**Task**
Write out the following listing's lines from the one with "Practice step: point at the concrete" to the one with "Practice step: point at the sky", exactly, with both included and no others.

**Available data**

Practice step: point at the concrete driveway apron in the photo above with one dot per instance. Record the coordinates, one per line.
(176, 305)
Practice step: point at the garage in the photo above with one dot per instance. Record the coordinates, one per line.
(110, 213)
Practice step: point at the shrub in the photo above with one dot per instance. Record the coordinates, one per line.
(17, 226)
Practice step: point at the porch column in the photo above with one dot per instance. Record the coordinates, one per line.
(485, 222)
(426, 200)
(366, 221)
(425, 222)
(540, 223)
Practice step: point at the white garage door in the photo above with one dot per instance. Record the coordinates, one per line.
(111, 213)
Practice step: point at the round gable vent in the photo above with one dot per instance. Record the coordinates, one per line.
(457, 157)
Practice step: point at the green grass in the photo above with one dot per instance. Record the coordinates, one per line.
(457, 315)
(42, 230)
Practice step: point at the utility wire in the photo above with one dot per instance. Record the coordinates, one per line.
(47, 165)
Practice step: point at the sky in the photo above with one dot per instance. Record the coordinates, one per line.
--
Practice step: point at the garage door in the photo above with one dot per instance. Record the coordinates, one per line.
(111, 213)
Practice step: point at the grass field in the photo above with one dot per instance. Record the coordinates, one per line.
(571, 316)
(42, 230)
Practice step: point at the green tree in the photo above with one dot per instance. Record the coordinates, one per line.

**Written solution**
Practice step: point at the concrete driveway apron in the photo above with one dot per instance. Record the coordinates, one per line.
(176, 305)
Practice step: point at the garage in the photo above with one dot per instance. Record the coordinates, one per line.
(110, 213)
Practice step: point at the shrub in the photo above with one dot per instance. Record the coordinates, one per line.
(17, 226)
Practice step: point at the porch column in the photo above with one dot per instance. Record the coordinates, one per line.
(485, 222)
(426, 200)
(366, 221)
(425, 222)
(540, 223)
Practice step: point at the white garage door in the photo above with one dot per instance. Record the coordinates, one per line.
(111, 213)
Practice step: point at the round gable vent in the photo above with one dot per instance. Record the coordinates, one per line.
(457, 157)
Practice step: point at the green grass in the photo above with one dot per instance. Record the coordinates, one per line.
(457, 315)
(42, 230)
Practice step: point at the utility wire in the photo above with one dot per instance. Record the coordinates, one per line.
(47, 165)
Practice step: point at the sky in the photo above with one dot per instance. Record the coordinates, one per line.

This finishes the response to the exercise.